Le sang des règles dans l’art !

Le sang menstruel dans l’art : créer en dehors des règles

Bien que les règles n’aient pas toujours été le sujet d’un immense tabou selon les époques et les cultures, on peut dire que depuis plusieurs siècles, les menstruations sont globalement vues d’un très mauvais œil. Les règles sont d’ailleurs un bon indicateur de la place des femmes et de leurs droits dans une culture donnée. Dans les sociétés qui tendent vers une égalité des sexes, les menstruations sont mieux acceptées, comprises et sont même valorisées dans certaines sociétés matriarcales. Plus qu’une question d’époque, il s’agit surtout d’une question de société comme le témoignent encore aujourd’hui les fortes différences de perception des règles à travers le monde.

Entre rejet et tabou, il n’est pas rare que les personnes dotées d’un utérus vivent cette période de leur cycle dans la honte.

◇ ◇ ◇ ◇ ◇ ◇ ◇

-- Travail demandé --
a) D'après l'extrait, de quoi les règles sont-elles un bon indicateur dans une culture donnée ?
b) Indiquez si chacune des affirmations suivantes concorde avec l'extrait, en citant les mots qui permettent de trancher : (i) les règles ont été un immense tabou à toutes les époques et dans toutes les cultures ; (ii) les menstruations sont valorisées dans certaines sociétés matriarcales ; (iii) la perception des règles relève avant tout d'une question d'époque.
Les entrées ne servent pas pour ce travail.

-- Données fournies --
◇ ◇ ◇ ◇ ◇ ◇ ◇

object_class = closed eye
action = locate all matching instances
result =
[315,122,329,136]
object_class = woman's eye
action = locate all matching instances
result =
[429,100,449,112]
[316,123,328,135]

◇ ◇ ◇ ◇ ◇ ◇ ◇

-- Corrigé --
a) De la place des femmes et de leurs droits.

b)
(i) Non : « Bien que les règles n’aient pas toujours été le sujet d’un immense tabou selon les époques et les cultures ».
(ii) Oui : « sont même valorisées dans certaines sociétés matriarcales ».
(iii) Non : « Plus qu’une question d’époque, il s’agit surtout d’une question de société ».